> [Goal of the exercise] If a line of the records contains the string "below", copy it out.

START Data shown

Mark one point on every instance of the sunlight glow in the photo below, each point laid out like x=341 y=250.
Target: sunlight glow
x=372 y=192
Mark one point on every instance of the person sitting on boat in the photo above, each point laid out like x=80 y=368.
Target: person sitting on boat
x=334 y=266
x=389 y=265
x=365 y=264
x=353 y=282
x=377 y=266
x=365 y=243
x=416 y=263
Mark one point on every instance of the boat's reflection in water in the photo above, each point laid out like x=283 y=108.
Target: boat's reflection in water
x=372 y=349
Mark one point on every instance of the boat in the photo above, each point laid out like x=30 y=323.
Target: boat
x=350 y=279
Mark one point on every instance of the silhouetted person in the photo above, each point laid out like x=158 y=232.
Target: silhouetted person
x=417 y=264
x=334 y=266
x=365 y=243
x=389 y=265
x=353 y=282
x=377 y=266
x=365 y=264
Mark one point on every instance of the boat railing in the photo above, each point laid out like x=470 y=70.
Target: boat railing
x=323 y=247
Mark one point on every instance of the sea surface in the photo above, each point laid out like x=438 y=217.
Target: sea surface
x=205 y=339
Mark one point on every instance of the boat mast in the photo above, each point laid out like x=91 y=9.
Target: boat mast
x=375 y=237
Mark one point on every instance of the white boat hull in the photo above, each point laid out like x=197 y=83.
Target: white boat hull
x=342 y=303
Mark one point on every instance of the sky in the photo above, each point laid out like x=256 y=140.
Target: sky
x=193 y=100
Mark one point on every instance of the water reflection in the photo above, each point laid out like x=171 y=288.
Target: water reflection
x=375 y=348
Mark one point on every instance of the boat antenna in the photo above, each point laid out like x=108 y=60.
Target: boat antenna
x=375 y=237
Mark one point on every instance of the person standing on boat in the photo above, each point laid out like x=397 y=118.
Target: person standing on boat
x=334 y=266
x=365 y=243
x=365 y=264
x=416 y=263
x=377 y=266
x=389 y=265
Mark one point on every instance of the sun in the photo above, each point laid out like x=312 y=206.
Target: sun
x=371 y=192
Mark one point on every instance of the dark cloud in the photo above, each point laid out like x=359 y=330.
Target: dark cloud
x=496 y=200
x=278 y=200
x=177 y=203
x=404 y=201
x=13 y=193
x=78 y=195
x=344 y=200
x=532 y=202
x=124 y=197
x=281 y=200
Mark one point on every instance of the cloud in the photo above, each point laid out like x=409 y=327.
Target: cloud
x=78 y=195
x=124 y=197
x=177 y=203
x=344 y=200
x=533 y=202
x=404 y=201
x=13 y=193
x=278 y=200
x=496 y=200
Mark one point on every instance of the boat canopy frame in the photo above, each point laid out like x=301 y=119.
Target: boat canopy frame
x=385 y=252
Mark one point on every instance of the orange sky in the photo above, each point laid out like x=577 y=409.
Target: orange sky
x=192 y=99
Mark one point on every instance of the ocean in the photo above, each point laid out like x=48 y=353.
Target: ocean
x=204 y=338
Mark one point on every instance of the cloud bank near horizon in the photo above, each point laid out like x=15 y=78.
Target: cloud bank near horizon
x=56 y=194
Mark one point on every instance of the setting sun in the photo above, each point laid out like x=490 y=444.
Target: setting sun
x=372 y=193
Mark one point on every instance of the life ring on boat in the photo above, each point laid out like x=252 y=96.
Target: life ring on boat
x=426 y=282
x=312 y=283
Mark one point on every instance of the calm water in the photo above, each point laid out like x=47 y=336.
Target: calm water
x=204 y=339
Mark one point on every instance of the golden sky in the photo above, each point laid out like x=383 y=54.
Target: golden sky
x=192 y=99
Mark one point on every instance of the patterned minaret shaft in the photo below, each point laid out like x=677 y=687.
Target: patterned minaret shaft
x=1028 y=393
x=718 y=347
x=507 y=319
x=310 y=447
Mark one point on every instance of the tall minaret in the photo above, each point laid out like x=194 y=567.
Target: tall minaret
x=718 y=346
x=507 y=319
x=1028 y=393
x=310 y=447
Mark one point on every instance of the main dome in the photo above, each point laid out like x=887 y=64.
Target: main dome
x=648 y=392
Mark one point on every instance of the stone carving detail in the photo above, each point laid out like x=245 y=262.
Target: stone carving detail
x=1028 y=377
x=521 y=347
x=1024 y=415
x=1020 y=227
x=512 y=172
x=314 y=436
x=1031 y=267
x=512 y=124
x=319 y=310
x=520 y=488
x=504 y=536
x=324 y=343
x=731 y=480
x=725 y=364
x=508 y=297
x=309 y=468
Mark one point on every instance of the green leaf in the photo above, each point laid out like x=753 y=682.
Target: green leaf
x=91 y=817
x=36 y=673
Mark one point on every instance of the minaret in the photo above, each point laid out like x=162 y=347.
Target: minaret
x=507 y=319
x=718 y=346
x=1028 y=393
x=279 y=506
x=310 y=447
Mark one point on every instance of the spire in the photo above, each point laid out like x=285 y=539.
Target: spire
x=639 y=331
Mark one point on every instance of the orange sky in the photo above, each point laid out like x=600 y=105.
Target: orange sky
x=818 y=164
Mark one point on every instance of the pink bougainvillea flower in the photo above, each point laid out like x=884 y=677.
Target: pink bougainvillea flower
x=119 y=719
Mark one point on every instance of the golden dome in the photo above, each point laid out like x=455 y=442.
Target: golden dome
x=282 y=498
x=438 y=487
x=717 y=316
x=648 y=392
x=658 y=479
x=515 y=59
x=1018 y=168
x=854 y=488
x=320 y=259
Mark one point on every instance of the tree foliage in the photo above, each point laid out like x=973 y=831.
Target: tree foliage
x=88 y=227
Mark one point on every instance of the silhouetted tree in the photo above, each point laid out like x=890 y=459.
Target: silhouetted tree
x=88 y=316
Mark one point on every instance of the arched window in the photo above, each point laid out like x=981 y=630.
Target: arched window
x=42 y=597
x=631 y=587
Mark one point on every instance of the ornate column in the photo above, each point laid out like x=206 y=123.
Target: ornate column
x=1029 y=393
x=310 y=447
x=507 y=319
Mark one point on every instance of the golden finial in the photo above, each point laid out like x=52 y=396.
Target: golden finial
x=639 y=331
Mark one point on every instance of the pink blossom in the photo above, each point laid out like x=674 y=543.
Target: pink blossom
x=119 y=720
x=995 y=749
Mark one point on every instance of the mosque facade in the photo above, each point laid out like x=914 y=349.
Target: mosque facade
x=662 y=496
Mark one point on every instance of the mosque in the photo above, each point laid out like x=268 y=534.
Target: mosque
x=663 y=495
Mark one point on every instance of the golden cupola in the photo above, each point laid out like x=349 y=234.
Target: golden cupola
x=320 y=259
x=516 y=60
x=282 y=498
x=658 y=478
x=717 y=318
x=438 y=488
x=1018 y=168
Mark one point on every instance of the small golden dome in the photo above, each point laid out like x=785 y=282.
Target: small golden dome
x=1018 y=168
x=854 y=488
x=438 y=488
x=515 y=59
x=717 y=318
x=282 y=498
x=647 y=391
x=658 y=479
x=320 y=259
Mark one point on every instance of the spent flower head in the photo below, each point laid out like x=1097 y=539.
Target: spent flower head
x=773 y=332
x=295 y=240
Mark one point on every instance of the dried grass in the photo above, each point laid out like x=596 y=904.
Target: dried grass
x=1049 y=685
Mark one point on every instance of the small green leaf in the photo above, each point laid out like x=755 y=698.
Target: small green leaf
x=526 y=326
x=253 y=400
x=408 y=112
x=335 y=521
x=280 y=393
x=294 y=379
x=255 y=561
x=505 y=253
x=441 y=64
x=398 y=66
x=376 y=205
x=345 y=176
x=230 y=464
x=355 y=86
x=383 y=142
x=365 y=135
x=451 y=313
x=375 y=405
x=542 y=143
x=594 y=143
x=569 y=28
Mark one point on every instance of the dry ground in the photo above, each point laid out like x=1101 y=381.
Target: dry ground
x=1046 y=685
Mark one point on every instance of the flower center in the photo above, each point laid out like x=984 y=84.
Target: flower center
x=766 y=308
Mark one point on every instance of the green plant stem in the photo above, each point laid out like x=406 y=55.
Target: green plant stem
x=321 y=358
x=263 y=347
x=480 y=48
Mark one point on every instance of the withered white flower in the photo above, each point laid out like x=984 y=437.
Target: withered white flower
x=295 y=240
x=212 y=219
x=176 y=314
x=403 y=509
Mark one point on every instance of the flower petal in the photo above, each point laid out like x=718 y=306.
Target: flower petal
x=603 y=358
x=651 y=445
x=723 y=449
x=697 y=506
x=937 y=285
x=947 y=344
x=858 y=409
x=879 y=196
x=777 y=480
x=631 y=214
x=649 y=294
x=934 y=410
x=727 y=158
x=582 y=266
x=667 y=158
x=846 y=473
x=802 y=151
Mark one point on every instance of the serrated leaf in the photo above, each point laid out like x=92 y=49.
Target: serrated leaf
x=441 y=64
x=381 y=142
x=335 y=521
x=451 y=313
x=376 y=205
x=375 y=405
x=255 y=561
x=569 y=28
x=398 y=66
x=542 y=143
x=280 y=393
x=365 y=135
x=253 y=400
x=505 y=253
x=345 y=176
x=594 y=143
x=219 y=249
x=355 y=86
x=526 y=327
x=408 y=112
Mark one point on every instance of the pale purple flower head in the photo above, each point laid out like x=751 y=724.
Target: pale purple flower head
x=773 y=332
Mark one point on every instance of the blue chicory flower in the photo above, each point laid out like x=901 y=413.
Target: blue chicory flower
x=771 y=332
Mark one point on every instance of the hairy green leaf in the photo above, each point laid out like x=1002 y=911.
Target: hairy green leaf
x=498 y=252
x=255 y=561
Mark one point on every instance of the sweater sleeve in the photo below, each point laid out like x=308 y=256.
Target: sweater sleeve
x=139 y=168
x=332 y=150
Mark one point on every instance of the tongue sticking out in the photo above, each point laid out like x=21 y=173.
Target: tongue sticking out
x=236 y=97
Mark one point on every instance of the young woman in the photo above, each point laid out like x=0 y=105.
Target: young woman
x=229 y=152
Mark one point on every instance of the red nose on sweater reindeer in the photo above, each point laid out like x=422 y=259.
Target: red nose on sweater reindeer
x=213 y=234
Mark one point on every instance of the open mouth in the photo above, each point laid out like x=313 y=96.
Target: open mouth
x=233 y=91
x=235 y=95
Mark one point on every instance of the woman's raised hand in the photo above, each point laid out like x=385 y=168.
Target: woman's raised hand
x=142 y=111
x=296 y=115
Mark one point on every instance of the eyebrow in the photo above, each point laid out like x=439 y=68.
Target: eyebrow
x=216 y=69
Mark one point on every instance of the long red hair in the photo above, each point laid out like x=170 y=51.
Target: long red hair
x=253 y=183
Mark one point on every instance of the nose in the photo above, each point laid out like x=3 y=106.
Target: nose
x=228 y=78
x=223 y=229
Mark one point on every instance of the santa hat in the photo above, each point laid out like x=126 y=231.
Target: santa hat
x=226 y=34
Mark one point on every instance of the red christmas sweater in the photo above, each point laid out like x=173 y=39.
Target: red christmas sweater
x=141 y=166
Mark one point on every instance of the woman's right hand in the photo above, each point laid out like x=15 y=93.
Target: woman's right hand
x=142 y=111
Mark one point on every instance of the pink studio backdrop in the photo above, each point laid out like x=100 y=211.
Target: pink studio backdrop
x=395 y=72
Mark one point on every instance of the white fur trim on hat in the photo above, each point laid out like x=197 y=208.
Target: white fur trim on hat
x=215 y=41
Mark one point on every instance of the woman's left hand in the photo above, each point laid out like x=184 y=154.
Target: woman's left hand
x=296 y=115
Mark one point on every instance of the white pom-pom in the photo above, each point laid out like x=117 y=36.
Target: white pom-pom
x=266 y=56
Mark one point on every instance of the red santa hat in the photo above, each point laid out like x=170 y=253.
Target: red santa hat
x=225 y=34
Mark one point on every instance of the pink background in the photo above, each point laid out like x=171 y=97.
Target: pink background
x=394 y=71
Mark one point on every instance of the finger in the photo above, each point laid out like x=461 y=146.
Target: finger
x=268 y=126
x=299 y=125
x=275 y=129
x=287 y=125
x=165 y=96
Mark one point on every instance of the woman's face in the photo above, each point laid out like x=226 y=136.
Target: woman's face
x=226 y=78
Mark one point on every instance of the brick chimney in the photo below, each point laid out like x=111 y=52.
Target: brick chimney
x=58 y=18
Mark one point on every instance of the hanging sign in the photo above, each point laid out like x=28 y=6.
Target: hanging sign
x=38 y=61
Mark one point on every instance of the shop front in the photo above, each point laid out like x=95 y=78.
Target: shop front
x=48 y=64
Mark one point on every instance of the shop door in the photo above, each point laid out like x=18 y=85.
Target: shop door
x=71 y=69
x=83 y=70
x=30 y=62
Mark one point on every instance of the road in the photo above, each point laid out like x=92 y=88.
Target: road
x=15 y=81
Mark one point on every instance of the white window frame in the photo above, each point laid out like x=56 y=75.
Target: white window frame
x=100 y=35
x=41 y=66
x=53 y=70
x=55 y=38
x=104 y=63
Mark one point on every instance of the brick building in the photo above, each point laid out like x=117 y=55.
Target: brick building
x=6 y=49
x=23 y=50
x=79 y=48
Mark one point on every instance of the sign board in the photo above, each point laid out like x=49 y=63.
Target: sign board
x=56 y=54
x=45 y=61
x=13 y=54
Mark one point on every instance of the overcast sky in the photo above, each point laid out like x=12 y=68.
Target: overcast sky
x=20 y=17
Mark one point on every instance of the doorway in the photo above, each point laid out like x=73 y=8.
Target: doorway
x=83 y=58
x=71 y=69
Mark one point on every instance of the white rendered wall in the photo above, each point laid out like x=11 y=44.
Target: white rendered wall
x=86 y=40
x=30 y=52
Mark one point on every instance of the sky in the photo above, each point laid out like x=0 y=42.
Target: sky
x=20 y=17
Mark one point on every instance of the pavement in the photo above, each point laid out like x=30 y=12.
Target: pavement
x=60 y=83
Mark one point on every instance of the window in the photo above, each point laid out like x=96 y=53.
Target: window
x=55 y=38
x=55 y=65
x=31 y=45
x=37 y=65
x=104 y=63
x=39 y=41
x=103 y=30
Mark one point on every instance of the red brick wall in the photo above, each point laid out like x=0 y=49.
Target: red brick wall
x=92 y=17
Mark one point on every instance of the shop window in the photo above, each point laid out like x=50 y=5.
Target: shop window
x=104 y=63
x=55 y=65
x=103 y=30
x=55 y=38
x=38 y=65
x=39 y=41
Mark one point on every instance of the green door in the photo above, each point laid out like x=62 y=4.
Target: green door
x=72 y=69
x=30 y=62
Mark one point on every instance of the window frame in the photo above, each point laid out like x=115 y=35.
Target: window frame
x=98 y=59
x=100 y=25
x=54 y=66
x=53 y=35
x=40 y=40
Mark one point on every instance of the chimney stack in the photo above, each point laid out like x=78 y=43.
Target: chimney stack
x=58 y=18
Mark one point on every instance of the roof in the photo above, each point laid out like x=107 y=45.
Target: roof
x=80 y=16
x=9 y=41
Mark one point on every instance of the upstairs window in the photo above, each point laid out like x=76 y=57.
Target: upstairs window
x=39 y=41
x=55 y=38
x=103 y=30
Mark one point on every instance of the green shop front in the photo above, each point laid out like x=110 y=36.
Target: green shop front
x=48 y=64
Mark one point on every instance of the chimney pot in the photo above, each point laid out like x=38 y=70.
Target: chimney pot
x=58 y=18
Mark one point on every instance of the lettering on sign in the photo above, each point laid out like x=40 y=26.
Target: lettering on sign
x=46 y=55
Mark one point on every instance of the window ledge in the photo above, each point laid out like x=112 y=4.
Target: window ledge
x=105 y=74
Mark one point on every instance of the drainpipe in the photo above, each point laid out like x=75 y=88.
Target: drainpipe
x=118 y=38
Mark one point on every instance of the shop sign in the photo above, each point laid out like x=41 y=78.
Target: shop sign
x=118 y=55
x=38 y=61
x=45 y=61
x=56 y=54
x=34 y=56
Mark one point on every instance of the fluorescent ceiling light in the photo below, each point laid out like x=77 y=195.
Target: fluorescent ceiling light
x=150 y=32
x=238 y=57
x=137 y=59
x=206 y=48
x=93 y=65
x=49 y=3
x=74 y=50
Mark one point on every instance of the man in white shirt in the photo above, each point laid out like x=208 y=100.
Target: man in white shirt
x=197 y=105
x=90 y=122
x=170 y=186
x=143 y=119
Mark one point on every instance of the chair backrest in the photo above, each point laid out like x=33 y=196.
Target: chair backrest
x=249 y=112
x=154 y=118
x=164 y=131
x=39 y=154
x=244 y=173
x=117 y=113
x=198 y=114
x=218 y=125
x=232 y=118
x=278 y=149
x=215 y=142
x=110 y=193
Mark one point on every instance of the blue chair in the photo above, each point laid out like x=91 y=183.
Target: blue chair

END Data shown

> [Response box]
Mark one point on every instance of the sunlight glow in the photo below, each point laid out like x=341 y=250.
Mark one point on every instance of the patterned minaret shaft in the photo below, each point laid out like x=677 y=687.
Mark one point on every instance of the spent flower head in the photo below, each point laid out like x=1097 y=539.
Mark one point on every instance of the sweater sleeve in the photo below, each point laid out like x=308 y=256.
Mark one point on every instance of the brick chimney in the photo below, each point laid out like x=111 y=52.
Mark one point on every instance of the fluorescent ceiling light in the photo below, each point laid out like x=77 y=195.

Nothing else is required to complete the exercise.